+++ Quoted passage +++

“Enemy of the State” Foreshadowed Snowden

BY JOHN FEEHERY
Reprinted from TheFeeheryTheory.com

Everything I know about the National Security Agency, I learned by watching the movie Enemy of the State.

Will Smith stars as a labor attorney who mistakenly gets caught up with a whistleblower who knows too much about the nefarious activities of a high ranking NSA official, played by the always villainous Jon Voigt.

Voigt, parenthetically, is the father of Angelina Jolie, who apparently is a huge Ayn Rand fan. But I digress.

The screenplay for the movie was written by David Marconi, who based his script on a book he read called, The Puzzle Palace, written by James Bamford. In an interview in New York Magazine, Marconi said about the book, “he pretty much lays out everything that the NSA is doing now and has done for years. It was a massive eye opener. Anyone who was in any way paying attention to this stuff knew that the NSA was a big vacuum cleaner and that they were storing everything. This has been going on since World War II.”

Michael Hayden, the former NSA director, once watched Enemy of the State, and he knew it created a huge public relations problem for the Agency. An article written by Zeke Miller of Time Magazine, put it this way: “Former NSA Director Gen. Michael Hayden was promoted to head the agency as the movie came out, and was deeply worried about the public perception it created, James Risen reported in his 2006 book State of War: The Secret History of the C.I.A. and the Bush Administration. Hayden, who went on to become the director of the CIA under President George W. Bush, ‘was appalled’ by the NSA’s portrayal, and responded with a full-fledged PR campaign. The agency’s very existence was long a state secret. ‘I made the judgment that we couldn’t survive with the popular impression of this agency being formed by the last Will Smith movie,’ he told CNN in a segment pulling back the curtain on the agency.  ‘It has to be somewhat a secretive agency, and right in the middle of a political culture that just trusts two things most of all: power and secrecy,’ he continued. ‘That’s a challenge for us, and that’s why, frankly, we’re trying to explain what it is we do for America, how it is we follow the law. Could there be abuses? Of course. Would there be? I am looking you and the American people in the eye and saying: there are not.’”

+++ Provided material +++

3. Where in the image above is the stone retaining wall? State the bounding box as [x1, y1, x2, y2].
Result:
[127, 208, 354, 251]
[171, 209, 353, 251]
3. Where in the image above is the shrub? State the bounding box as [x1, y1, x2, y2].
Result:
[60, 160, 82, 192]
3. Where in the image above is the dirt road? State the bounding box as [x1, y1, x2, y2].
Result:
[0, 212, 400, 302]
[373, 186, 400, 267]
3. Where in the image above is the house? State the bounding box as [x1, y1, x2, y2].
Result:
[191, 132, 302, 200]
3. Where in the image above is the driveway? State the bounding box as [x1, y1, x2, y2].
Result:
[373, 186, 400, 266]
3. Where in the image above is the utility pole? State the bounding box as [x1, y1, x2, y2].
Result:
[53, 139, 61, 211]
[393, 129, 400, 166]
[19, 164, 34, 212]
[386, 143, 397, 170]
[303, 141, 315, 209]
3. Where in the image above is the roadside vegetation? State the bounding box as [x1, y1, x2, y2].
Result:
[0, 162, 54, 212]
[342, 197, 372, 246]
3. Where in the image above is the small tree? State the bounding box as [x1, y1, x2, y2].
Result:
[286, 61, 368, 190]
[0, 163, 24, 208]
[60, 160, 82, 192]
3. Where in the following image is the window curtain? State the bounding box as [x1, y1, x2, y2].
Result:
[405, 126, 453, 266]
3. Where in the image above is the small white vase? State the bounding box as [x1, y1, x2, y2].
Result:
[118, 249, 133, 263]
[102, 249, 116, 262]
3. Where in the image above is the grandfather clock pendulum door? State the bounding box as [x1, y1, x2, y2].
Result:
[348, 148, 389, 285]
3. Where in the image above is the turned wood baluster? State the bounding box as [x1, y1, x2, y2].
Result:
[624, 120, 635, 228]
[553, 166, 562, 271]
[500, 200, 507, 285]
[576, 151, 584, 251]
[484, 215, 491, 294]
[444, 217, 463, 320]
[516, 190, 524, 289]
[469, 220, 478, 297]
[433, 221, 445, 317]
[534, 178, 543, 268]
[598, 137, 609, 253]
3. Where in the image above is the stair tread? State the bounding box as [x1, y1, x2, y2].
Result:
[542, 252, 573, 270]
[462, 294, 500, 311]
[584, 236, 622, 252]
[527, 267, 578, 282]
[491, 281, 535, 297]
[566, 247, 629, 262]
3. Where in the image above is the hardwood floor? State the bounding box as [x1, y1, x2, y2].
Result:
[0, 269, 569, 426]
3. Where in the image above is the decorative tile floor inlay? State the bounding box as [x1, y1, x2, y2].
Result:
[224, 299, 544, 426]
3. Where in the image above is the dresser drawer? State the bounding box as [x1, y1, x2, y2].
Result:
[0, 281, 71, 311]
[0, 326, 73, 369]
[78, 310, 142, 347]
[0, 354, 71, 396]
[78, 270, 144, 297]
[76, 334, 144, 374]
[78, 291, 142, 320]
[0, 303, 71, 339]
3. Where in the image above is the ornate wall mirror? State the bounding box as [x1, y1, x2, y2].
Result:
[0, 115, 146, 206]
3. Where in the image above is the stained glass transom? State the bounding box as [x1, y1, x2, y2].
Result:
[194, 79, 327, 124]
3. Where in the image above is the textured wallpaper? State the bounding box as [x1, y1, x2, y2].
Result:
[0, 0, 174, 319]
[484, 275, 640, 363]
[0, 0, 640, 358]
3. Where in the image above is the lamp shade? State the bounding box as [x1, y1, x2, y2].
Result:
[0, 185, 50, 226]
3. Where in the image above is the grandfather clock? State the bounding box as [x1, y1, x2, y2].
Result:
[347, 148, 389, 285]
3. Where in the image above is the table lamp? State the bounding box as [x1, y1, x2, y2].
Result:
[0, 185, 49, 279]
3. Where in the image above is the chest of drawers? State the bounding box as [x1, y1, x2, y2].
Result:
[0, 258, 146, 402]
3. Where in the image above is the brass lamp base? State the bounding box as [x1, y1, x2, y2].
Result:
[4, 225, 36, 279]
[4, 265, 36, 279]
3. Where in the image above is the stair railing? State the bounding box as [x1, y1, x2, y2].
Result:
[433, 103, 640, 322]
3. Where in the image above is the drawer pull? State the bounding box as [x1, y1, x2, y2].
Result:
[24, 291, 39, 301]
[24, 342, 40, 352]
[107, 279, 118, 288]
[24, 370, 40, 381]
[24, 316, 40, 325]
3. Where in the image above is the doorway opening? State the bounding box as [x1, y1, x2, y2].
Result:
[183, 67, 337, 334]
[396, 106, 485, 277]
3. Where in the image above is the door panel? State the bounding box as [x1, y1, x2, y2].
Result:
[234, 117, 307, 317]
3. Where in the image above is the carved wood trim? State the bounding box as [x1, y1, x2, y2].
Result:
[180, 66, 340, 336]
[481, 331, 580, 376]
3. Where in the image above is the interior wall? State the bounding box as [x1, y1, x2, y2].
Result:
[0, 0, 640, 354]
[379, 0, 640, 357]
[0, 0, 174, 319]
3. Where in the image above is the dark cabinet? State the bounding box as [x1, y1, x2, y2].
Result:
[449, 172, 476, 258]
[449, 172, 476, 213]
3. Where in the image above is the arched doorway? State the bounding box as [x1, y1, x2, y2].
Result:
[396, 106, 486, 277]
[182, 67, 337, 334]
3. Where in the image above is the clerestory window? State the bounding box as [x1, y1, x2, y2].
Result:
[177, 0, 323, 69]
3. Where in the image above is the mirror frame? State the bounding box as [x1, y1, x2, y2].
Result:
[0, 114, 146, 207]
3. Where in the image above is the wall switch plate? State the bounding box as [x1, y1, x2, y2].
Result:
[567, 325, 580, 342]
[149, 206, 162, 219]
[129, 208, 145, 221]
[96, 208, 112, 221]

+++

#### [Jobs]
1 - Answer these from the column about Enemy of the State and the NSA, one line each, marked as below.
(a) Who wrote the screenplay for the movie?
(b) What book was the script based on, and who wrote it?
(c) Under which president did Michael Hayden become director of the CIA?
2 - Pick up the column about Enemy of the State and the NSA after its last sentence, and write its next few paragraphs.

#### [Final answers]
1 -
(a) David Marconi.
(b) The Puzzle Palace, written by James Bamford.
(c) President George W. Bush.

2 -
Marconi said in the New York article that he was visited by the Agency and their friends: “The Department of Defense asked me to come down and speak to them after the film came out. I met CIA guys and NSA guys. I found them all to be very professional. They were very focused on the mission and on defending the country. I didn’t walk away with a sense that any of them were malevolent. But some of them also had a very myopic view—here’s what you do, and you sit at your computer and you do it.  What you have is this machine that’s self-perpetuating. It starts to grow on its own, and the more power it gets, the more power it wants to assume. And as a result of the Patriot Act and 9/11, that apparatus is looking more and more at what’s going on inside this country.”

Enemy of the State was made in 1998, before Facebook, before Twitter, before Google, before Xbox, before the iPad, before Instagram, Pinterest or any other application you could think of.

It was also before the Patriot Act and before the attacks of September 11, and before the War on Terror.

In the movie, it portrayed the State aggressively using the latest techniques to pry into the lives of private citizens. Now, private citizens go out of their way to share their most private moments, not only with the State, but with the world.

We talk about privacy, but unless you live in a mountain cabin somewhere, most of us don’t practice what we preach.

And since the attacks of September 11th, most people would rather sacrifice some of their privacy for a whole lot of security.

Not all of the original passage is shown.